• _PROBLEMS TO WORK ON_:
**1.** According to the FAE description, which version of Python was FAE developed in?
**2.** Please list every kind of thing that the FAE description says radiomics researchers try in combination to find the best model.
**3.** Do these statements agree with the FAE description? (a) FAE's modules depend on one another. (b) The PROSTATEx dataset is used to illustrate what FAE does. (c) FAE's source code is openly available on GitHub. Answer yes or no for each, quoting the deciding words.

• _TEXT SHOWN_:

┌──

Radiomics studies often requires researchers spend large amount of time trying out various combinations of different data preprocessing strategies, feature selection algorithms, classifiers, and associated hyper-parameters to find the best model. We developed a tool with graphics user interface named FeAture Explorer (FAE) to automate this tedious process. With FAE, to find the best model, researchers only need to specify the choices for each step in radiomics pipeline and let FAE do the rest. Results, such as clinical statistics of each model, can be reviewed and visualized. We used the PROSTATEx dataset to illustrate the function of FAE.
FAE is a graphics user interface (GUI) application developed in Python 3.5.4 (https://www.python.org/). It makes use of python libraries such as pyqt and scikit-learn2 etc. All source code was openly available on GitHub (https://github.com/salan668/FAE) and the Windows distribution was available on https://drive.google.com/drive/folders/1htts7YsfaxKtN1NeDcNU4iksXfjr_XyK?usp=sharing.
FAE consists of three major modules: preparation, processing, and results and report. (Figure 1) Each module is independent of the others. In the following paragraphs, a brief introduction of required data format is given, then the usage of the software will be demonstrated with radiomics features extracted from PROSTATEx dataset.

└──

• _Text-to-region grounding records_:

┌──

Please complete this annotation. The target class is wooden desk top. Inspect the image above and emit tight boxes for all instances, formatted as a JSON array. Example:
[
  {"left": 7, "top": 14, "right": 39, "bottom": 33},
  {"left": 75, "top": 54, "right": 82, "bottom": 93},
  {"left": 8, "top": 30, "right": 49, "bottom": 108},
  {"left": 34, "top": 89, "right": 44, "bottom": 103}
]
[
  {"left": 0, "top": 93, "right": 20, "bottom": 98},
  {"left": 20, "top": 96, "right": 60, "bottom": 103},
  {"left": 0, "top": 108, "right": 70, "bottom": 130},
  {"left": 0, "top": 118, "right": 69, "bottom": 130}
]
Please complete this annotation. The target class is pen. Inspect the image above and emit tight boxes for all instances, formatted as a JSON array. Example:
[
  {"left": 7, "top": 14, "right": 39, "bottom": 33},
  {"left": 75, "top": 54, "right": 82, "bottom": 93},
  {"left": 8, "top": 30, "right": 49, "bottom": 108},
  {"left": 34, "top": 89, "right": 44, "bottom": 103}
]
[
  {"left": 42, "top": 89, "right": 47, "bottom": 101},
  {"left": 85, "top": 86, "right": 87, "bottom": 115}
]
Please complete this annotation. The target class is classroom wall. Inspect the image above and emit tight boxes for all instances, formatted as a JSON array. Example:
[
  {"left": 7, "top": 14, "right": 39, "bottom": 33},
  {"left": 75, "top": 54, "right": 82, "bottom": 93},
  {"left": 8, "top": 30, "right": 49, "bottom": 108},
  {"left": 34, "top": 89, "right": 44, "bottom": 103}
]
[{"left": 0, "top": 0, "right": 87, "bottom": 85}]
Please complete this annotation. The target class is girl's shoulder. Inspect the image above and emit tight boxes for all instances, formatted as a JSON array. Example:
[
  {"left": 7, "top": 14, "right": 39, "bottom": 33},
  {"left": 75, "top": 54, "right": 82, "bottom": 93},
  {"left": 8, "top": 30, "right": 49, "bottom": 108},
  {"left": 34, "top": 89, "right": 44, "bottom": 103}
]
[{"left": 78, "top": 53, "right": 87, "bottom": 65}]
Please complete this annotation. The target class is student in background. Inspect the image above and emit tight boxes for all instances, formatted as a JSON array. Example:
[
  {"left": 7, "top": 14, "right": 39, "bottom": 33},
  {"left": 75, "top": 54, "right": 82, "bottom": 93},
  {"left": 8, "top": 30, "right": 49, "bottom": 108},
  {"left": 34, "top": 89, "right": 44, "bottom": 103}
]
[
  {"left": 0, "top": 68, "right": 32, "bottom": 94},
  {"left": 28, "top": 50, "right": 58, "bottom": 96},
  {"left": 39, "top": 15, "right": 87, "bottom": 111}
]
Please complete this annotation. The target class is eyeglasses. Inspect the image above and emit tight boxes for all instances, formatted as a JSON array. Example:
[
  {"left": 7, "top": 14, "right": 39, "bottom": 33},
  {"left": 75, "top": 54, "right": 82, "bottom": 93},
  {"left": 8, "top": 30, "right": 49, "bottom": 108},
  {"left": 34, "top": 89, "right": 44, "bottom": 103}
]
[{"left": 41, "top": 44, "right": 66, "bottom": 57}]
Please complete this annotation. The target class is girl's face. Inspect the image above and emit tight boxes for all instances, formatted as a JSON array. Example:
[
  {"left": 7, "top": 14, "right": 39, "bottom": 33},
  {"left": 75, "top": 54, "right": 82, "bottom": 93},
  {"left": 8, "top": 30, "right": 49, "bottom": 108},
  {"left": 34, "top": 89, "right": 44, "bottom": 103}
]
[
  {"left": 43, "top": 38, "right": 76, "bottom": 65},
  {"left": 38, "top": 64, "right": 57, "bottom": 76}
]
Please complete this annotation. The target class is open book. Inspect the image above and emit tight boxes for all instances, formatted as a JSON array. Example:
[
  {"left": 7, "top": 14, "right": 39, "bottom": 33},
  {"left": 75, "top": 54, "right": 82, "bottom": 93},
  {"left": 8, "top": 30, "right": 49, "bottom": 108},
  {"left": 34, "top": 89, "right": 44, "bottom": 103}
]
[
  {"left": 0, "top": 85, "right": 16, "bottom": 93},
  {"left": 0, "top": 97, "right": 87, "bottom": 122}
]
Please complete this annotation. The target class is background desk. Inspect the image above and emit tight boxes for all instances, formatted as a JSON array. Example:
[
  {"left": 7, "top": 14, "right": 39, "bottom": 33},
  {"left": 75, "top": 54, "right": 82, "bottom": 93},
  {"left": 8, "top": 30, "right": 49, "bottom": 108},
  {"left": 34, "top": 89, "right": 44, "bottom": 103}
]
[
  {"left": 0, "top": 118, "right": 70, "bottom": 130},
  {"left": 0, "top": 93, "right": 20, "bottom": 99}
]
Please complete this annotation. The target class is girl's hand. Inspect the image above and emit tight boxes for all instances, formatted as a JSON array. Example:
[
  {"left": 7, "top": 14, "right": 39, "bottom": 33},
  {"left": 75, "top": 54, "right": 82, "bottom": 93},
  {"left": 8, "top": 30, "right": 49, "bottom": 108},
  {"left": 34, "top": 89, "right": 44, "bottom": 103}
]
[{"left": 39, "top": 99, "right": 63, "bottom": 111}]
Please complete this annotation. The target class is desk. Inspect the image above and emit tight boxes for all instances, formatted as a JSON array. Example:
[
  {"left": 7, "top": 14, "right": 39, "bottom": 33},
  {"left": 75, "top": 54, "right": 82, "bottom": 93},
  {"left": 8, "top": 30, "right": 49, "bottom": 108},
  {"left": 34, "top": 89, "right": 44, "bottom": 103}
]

└──

• _ACTIVITY ANSWERS_:
**1.** Python 3.5.4

**2.**
- Data preprocessing strategies
- Feature selection algorithms
- Classifiers
- Associated hyper-parameters

**3.**
(a) No: "Each module is independent of the others."
(b) Yes: "We used the PROSTATEx dataset to illustrate the function of FAE."
(c) Yes: "All source code was openly available on GitHub"